Everything in the records except the pictures needs to be printed again exactly.
━━━━━━━━
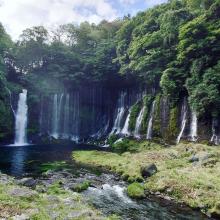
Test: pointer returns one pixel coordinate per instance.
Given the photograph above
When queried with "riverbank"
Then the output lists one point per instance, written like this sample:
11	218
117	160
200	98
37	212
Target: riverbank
44	199
187	173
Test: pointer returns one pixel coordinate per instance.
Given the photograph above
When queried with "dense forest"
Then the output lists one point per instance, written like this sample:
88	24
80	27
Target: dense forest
171	50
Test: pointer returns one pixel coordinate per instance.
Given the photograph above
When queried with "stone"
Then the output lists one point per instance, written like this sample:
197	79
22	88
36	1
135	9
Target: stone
20	217
193	159
201	157
22	192
149	170
28	181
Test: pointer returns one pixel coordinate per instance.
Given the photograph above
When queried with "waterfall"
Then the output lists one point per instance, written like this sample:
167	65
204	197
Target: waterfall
━━━━━━━━
:: RESPONSE AREA ::
Test: pointer returns one pixel coordinate per instance.
Given the photograph above
When queried with "riverbank"
Then the output lists one point per instance, written like this sample:
11	218
117	160
200	98
37	212
Target: riverbank
44	199
187	173
Test: pointer returns one pixel coordinate per instance.
Given the photograph above
When queried with "dense forest"
Then the output lists one point per instance, written like this sample:
88	24
80	27
Target: dense forest
171	50
Test: pointer returns one pixel coordinate per instance.
Given the photograph above
When queried with "stone"
Then the output lists one point per instance, written like this sample:
197	79
22	88
36	1
135	9
Target: stone
20	217
193	159
201	157
22	192
149	170
28	181
Test: pointer returns one pixel coordinate per instance.
Given the photograph above
When queried with "waterfall"
Then the output lists one point per instance, written like this sample:
167	65
204	197
Target: waterfall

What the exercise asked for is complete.